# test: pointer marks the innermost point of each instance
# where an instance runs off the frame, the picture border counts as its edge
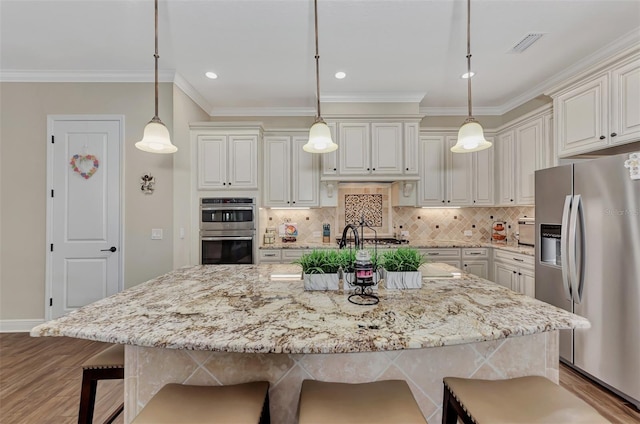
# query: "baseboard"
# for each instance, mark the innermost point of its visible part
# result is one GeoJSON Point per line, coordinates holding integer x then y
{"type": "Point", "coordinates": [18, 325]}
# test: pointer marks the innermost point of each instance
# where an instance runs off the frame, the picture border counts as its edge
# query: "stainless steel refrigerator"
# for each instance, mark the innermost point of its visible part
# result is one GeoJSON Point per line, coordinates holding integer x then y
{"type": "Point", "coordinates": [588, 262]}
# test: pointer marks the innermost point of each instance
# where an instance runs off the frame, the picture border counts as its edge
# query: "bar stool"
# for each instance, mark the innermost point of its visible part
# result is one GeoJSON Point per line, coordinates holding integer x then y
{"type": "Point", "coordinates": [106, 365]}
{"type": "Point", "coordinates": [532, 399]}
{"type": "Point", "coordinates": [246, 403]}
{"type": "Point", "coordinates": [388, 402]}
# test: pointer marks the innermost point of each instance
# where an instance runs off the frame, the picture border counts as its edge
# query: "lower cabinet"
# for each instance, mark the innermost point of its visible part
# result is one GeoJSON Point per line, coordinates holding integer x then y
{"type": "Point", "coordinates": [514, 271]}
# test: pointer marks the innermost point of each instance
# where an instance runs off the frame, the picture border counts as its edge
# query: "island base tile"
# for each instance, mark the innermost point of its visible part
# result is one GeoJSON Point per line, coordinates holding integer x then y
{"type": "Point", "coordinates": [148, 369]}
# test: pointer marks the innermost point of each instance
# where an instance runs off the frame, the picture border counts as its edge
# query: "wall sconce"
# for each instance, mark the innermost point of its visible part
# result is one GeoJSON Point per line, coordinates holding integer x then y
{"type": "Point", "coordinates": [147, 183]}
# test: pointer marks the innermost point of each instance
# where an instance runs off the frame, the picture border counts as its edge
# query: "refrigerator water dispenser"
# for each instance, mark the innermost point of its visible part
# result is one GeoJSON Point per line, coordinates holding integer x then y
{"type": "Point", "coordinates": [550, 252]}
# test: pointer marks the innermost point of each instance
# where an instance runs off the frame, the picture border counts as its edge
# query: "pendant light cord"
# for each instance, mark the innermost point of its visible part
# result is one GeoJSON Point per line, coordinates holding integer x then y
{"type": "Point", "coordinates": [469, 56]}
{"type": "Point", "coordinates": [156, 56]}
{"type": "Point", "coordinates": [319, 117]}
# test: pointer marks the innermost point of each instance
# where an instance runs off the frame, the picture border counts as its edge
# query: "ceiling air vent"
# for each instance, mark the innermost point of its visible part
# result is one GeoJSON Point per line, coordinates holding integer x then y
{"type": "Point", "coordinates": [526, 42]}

━━━━━━━━━━

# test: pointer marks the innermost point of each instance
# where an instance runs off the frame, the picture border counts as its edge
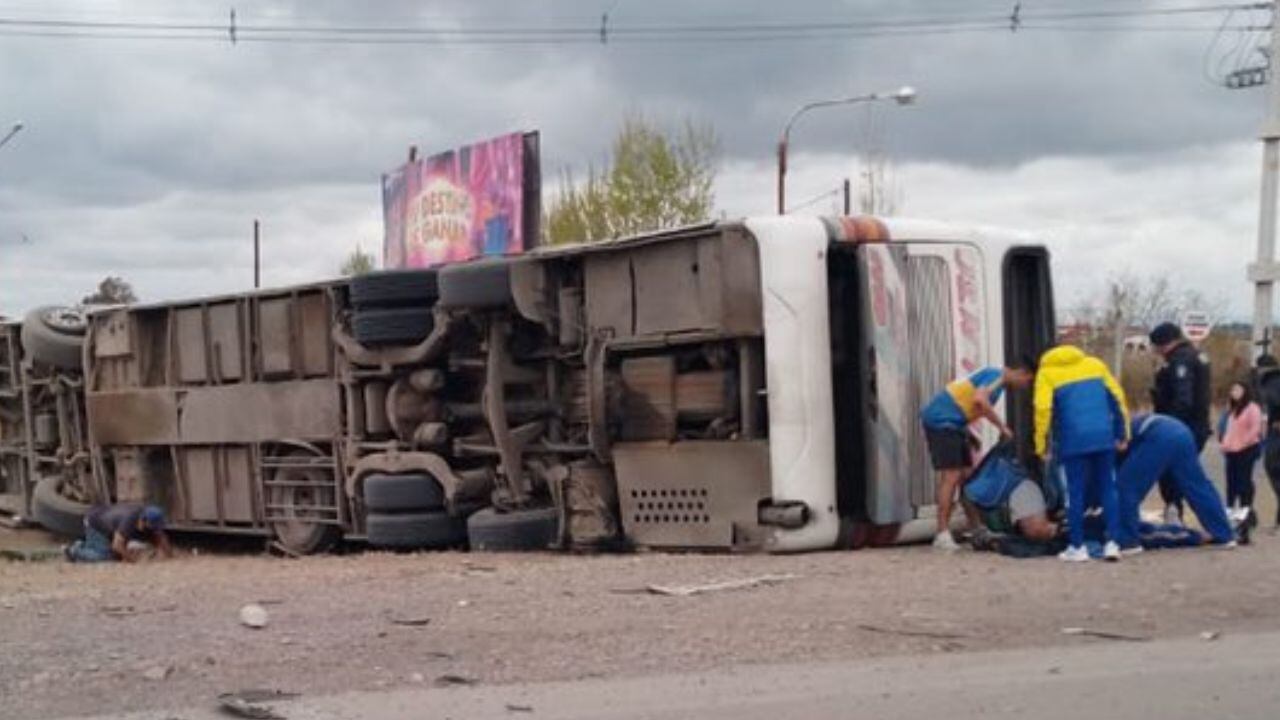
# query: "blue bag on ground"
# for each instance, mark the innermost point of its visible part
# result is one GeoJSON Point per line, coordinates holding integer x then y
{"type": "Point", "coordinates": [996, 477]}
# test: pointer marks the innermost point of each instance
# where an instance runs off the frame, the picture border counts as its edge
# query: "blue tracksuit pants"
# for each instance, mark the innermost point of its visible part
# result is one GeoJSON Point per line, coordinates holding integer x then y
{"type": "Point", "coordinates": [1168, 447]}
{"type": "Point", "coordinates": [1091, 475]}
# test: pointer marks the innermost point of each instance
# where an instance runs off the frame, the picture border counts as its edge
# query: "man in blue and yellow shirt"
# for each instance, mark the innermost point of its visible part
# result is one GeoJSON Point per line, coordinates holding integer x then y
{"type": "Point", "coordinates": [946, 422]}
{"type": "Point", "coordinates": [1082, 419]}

━━━━━━━━━━

• **EXERCISE REQUIREMENTS**
Lines holding "query" in the material above are to be reported.

• **TASK ANSWER**
# query: "baseboard"
# query: "stainless steel refrigerator"
# query: "bar stool"
# query: "lower cabinet"
# query: "island base tile"
# query: "wall sconce"
# query: "refrigerator water dispenser"
# query: "pendant light cord"
# query: "ceiling air vent"
# query: "blue bag on ground"
# query: "blue tracksuit pants"
# query: "man in blue and yellow shirt"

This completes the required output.